Output only the records starting at the line that contains "Every instance of the white medical" and ending at the line that contains "pixel 129 148" as a two-column CSV with the header record_text,answer and one row per record. Enclose every field in double quotes and replace its line breaks with spaces.

======== Data shown

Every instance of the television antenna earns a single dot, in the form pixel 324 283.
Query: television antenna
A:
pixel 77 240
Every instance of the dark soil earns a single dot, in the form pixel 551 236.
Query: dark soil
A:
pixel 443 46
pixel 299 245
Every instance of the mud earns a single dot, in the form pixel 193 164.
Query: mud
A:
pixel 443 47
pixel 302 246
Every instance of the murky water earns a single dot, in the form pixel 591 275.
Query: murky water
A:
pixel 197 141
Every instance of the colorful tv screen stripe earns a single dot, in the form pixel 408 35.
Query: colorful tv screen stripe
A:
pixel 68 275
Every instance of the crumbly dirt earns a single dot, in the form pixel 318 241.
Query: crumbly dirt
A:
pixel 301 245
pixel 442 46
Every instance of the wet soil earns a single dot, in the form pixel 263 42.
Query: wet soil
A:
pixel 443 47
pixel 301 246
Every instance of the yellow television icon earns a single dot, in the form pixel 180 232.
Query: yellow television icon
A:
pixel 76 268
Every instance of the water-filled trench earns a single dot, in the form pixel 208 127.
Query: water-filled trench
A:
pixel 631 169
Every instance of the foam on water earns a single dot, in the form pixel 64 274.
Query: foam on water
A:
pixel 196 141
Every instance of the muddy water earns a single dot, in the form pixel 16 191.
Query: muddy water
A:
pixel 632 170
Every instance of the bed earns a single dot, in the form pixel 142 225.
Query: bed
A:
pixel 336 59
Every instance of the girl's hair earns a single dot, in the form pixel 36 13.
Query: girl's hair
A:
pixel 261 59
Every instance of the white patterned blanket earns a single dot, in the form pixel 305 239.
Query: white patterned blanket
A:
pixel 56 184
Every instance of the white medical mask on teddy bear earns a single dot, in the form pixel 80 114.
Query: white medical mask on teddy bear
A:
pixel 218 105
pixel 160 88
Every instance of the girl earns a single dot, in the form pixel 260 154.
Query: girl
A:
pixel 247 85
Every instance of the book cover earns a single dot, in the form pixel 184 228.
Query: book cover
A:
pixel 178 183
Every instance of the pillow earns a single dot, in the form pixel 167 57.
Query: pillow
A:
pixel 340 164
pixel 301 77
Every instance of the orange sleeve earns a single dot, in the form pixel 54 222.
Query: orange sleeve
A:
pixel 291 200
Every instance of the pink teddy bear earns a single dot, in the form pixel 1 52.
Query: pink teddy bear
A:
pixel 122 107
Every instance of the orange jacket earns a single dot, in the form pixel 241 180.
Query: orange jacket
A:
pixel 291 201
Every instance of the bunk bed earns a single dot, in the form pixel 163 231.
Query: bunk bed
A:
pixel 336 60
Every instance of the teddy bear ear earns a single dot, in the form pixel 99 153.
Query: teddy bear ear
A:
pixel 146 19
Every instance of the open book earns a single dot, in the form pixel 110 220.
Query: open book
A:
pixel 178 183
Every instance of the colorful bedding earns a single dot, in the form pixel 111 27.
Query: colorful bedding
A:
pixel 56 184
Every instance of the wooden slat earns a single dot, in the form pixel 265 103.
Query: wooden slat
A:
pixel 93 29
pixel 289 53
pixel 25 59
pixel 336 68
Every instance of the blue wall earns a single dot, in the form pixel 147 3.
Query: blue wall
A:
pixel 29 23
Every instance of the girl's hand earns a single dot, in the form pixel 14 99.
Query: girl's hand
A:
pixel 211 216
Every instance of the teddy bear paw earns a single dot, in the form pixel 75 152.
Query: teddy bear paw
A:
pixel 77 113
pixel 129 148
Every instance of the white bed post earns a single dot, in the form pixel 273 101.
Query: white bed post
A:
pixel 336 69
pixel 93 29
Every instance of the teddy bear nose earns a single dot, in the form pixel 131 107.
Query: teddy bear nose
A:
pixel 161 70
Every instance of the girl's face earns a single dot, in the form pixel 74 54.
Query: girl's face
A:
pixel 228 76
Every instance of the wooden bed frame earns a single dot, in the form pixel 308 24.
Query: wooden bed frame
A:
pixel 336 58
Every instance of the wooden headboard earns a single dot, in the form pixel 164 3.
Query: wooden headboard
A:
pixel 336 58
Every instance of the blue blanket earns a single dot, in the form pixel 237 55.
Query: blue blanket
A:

================

Output below ->
record_text,answer
"Every instance of the white medical mask on teddy bear earns a single dot, in the form pixel 80 114. Query: white medical mask on teddy bear A:","pixel 218 105 pixel 160 88"
"Every instance of the girl earns a single dot, in the form pixel 260 154. Query: girl A:","pixel 247 85"
"Every instance of the book cover earns a single dot, in the form pixel 184 228. Query: book cover A:","pixel 178 183"
"Every instance of the pillow earns a single dot, in the form pixel 167 57. Query: pillow A:","pixel 340 164 pixel 301 77"
"Every instance of the orange sleeve earns a single dot, in the form pixel 54 222. Query: orange sleeve A:","pixel 291 200"
"Every instance of the pink teddy bear earns a single dot, in the form pixel 1 52. Query: pink teddy bear A:","pixel 122 107"
"Every instance of the orange jacket earns a single dot, in the form pixel 241 180. Query: orange jacket A:","pixel 291 201"
"Every instance of the bunk bed earns a single dot, in the form pixel 163 231. Query: bunk bed A:","pixel 336 60"
"Every instance of the teddy bear ear earns a single dot, in the form pixel 99 153. Query: teddy bear ear A:","pixel 146 19"
"Every instance of the open book earns a single dot, in the form pixel 110 220. Query: open book A:","pixel 178 183"
"Every instance of the colorful bedding earns a single dot, in the form pixel 111 27. Query: colorful bedding A:","pixel 56 184"
"Every instance of the wooden slat earns a single dot, in the form pixel 265 103. Query: wooden slat A:","pixel 93 29 pixel 289 53 pixel 25 59 pixel 336 68"
"Every instance of the blue wall earns a single dot, in the form pixel 147 3. Query: blue wall A:","pixel 29 23"
"Every instance of the girl's hand earns a single dot, in the form pixel 14 99. Query: girl's hand A:","pixel 211 216"
"Every instance of the teddy bear paw earns a single dot, in the form pixel 75 152. Query: teddy bear paw A:","pixel 77 113 pixel 129 148"